> **CONSIGNE ÉCRITE 1**:
Dans l'extrait sur Schiller et Durkheim, quel nom Durkheim propose-t-il de donner à la solidarité due à la division du travail ?
> **CONSIGNE ÉCRITE 2**:
Poursuivez l'extrait sur Schiller et Durkheim à partir de sa dernière phrase.

> **EXTRAIT PRÉSENTÉ**:
#####
Friedrich von Schiller, VIe Lettre sur l’éducation esthétique de l’humanité,
trad. Robert leroux

Dans le paragraphe, Schiller pense la distinction entre les cités grecques et les sociétés modernes en fonctions de l’opposition de l’organique et du mécanique. De la cité grecque aux états modernes, nous dit Schiller, il y a dégradation de l’organique au mécanique. L’unité organique de la cité antique tient, selon lui, à ce que les citoyens pouvaient s’élever à l’idée du tout auxquels ils appartiennent. Schiller met en relation la perte de cette capacité à s’élever à l’idée du tout et  le développement de la division du travail (« L’homme qui n’est plus lié par son activité professionnelle qu’à un petit fragment isolé du Tout ne se donne qu’une formation fragmentaire »).

Ce qui a retenu mon attention c’est que l’usage que fait Schiller de l’opposition de l’organique et du mécanique semble fonctionner en sens exactement inverse de l’usage qu’en fait Durkheim dans De la division du travail social. En effet Durkheim qualifie justement d’organique le type de solidarité lié à la division du travail, ce qu’il justifie ainsi :

« Ici donc, l’individualité du tout s’accroît en même temps que celle des parties ; la société devient plus capable de se mouvoir avec ensemble, en même temps que chacun de ses éléments a plus de mouvements propres. Cette solidarité ressemble à celle que l’on observe chez les animaux supé­rieurs. Chaque organe, en effet, y a sa physionomie spéciale, son autonomie, et pourtant l’unité de l’organisme est d’autant plus grande que cette individuation des parties est plus marquée. En raison de cette analogie, nous proposons d’appeler organique la solidarité qui est due à la division du travail. »
#####
> **DONNÉES FOURNIES**:

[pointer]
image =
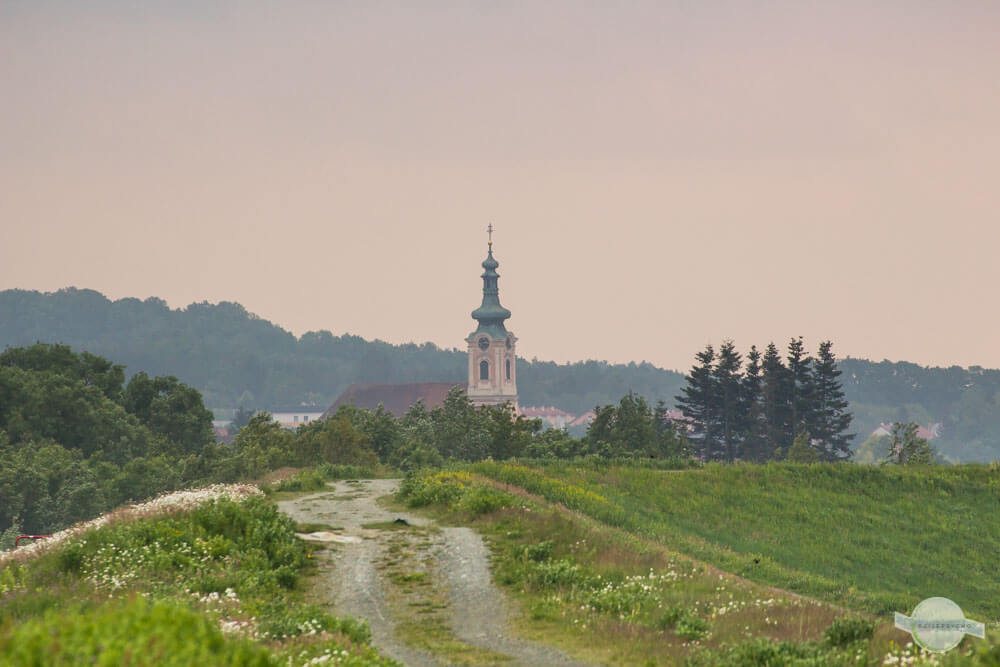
#####
> **RÉPONSE FINALE 1**:
Il propose de l'appeler solidarité organique.

> **RÉPONSE FINALE 2**:
De la division du travail social, Livre I, chapitre 3

  A l’opposé, la solidarité mécanique est ainsi définie par Durkheim :

« La solidarité qui dérive des ressemblances est à son maximum quand la conscience collective recouvre exactement notre conscience totale et coïncide de tous points avec elle : mais, à ce moment, notre individualité est nulle. Elle ne peut naître que si la communauté prend moins de place en nous. Il y a là deux forces contraires, l’une centripète, l’autre centrifuge, qui ne peuvent pas croître en même temps. Nous ne pouvons pas nous développer à la fois dans deux sens aussi opposés. Si nous avons un vif penchant à penser et à agir par nous-même, nous ne pouvons pas être fortement enclin à penser et à agir comme les autres. Si l’idéal est de se faire une physionomie propre et personnelle, il ne saurait être de ressembler à tout le monde. De plus, au moment où cette solidarité exerce son action, notre personnalité s’évanouit, peut-on dire, par définition ; car nous ne sommes plus nous-même, mais l’être collectif.

Les molécules sociales qui ne seraient cohérentes que de cette seule manière ne pourraient donc se mouvoir avec ensemble que dans la mesure où elles n’ont pas de mouvements propres, comme font les molécules des corps inorganiques. C’est pourquoi nous proposons d’appeler mécanique cette espèce de solidarité. Ce mot ne signifie pas qu’elle soit produite par des moyens mécaniques et artificiellement. Nous ne la nommons ainsi que par analogie avec la cohésion qui unit entre eux les éléments des corps bruts, par opposition à celle qui fait l’unité des corps vivants. »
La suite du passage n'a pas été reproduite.